** Start of Data rows **

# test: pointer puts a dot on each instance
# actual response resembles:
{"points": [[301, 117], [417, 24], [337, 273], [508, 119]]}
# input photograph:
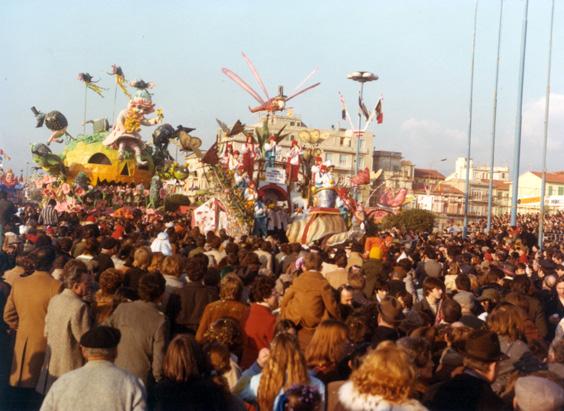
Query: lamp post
{"points": [[545, 141], [361, 77], [518, 125]]}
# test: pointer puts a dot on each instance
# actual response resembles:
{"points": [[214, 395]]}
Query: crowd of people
{"points": [[105, 312]]}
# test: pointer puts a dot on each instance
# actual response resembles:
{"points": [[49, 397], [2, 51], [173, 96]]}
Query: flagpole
{"points": [[545, 142], [494, 120], [517, 143], [85, 100], [468, 149]]}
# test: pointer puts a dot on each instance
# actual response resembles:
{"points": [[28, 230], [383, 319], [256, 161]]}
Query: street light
{"points": [[360, 77]]}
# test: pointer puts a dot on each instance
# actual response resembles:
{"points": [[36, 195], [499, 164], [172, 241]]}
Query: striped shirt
{"points": [[48, 216]]}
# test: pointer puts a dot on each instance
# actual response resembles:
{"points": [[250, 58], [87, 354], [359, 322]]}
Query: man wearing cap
{"points": [[390, 315], [103, 260], [99, 384], [471, 390], [143, 330]]}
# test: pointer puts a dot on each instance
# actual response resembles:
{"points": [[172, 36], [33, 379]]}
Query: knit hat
{"points": [[101, 337], [538, 394]]}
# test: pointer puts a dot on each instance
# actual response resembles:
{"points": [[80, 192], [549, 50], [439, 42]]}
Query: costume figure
{"points": [[249, 155], [125, 133], [270, 151], [234, 162], [293, 162], [260, 219]]}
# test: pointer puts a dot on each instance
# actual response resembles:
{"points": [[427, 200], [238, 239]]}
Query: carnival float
{"points": [[239, 179]]}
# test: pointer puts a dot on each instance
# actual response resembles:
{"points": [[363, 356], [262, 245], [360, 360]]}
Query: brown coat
{"points": [[309, 300], [222, 309], [25, 312]]}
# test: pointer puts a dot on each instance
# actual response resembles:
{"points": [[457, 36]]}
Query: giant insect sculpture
{"points": [[55, 121], [268, 104]]}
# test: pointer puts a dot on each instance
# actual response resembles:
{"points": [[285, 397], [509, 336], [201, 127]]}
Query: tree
{"points": [[410, 220]]}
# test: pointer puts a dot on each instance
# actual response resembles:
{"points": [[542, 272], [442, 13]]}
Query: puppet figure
{"points": [[249, 155], [293, 162], [125, 134], [270, 151]]}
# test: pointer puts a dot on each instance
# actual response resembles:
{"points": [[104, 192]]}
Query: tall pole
{"points": [[517, 143], [357, 156], [468, 149], [545, 142], [494, 121]]}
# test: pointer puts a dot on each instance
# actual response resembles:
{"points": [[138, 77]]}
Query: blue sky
{"points": [[421, 50]]}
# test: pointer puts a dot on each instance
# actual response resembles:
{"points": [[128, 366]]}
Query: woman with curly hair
{"points": [[329, 345], [383, 381], [284, 368], [187, 382], [105, 299]]}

** End of Data rows **

Task objective ::
Retype the records exactly. Any image in them should not appear in what you write.

Final result ::
# test: pointer puts a dot on each instance
# actual response resembles:
{"points": [[301, 117], [417, 24], [337, 273], [508, 119]]}
# input photograph:
Query: lamp post
{"points": [[545, 141], [361, 77], [518, 125]]}
# test: pointer puts a dot on each instance
# actual response resembles:
{"points": [[214, 395]]}
Query: crowd of people
{"points": [[105, 312]]}
# test: pointer puts a dot on each instance
# actual response resembles:
{"points": [[49, 397], [2, 51], [173, 96]]}
Query: flagpole
{"points": [[545, 142], [494, 120], [517, 143], [85, 100], [468, 149]]}
# test: pointer puts a dot on each instance
# actual response resembles:
{"points": [[28, 230], [383, 319], [256, 161]]}
Query: street light
{"points": [[360, 77]]}
# test: pointer puts a dot on each instance
# actual response resembles:
{"points": [[36, 195], [499, 164], [172, 241]]}
Query: striped shirt
{"points": [[48, 216]]}
# test: pointer puts a dot on each instance
# actual response resembles:
{"points": [[250, 58], [87, 354], [359, 322]]}
Query: man wearing cap
{"points": [[390, 315], [103, 260], [99, 384], [471, 390], [143, 330]]}
# test: pointer puts a dot on each instance
# actual response resembles:
{"points": [[172, 36], [33, 379]]}
Query: knit hat
{"points": [[101, 337], [538, 394]]}
# test: pointer puts a dot on each instance
# actual response resembles:
{"points": [[80, 192], [549, 50], [439, 42]]}
Query: costume figure
{"points": [[249, 155], [125, 133], [270, 151], [234, 162], [293, 162], [260, 219]]}
# test: pointer puts a dot on each instance
# actual response resembles:
{"points": [[427, 200], [238, 239]]}
Query: carnival float
{"points": [[239, 179]]}
# test: pointer puts a dot on each instance
# actual response resembles:
{"points": [[363, 356], [262, 245], [360, 360]]}
Query: brown coat
{"points": [[309, 300], [222, 309], [25, 312]]}
# test: pointer puts a dot on each instance
# actual response resembles:
{"points": [[457, 36]]}
Query: giant insect sculpture
{"points": [[55, 121], [268, 104]]}
# test: pointer puts a dot on each instance
# actual response resembles:
{"points": [[285, 397], [509, 336], [201, 127]]}
Query: tree
{"points": [[410, 220]]}
# test: pointer puts a dot on each instance
# actual response resembles:
{"points": [[542, 272], [442, 13]]}
Query: puppet figure
{"points": [[249, 155], [293, 162], [125, 134], [270, 151]]}
# test: pointer puts a dot on each instance
# actual response resembles:
{"points": [[104, 192]]}
Query: tall pole
{"points": [[517, 143], [357, 156], [468, 149], [545, 142], [494, 121]]}
# test: pointer puts a dot on each instance
# actual response resembles:
{"points": [[138, 77]]}
Query: blue sky
{"points": [[421, 50]]}
# test: pointer puts a dot on each instance
# actual response resembles:
{"points": [[128, 366]]}
Query: woman with curly hair
{"points": [[329, 345], [383, 381], [284, 368], [187, 382], [105, 299]]}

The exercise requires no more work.